Stored items
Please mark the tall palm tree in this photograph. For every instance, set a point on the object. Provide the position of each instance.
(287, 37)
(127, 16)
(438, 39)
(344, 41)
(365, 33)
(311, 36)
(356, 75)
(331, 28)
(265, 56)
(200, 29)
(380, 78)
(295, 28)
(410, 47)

*WORK ITEM:* Down to the final line, the data above must be copied exactly.

*THE ANSWER:*
Please mark the tall palm tree in this photograph. For every instance, set a point on the object. Provide the position of each instance.
(287, 37)
(127, 16)
(438, 39)
(344, 41)
(365, 33)
(311, 36)
(356, 75)
(331, 28)
(265, 56)
(200, 29)
(380, 78)
(295, 28)
(410, 47)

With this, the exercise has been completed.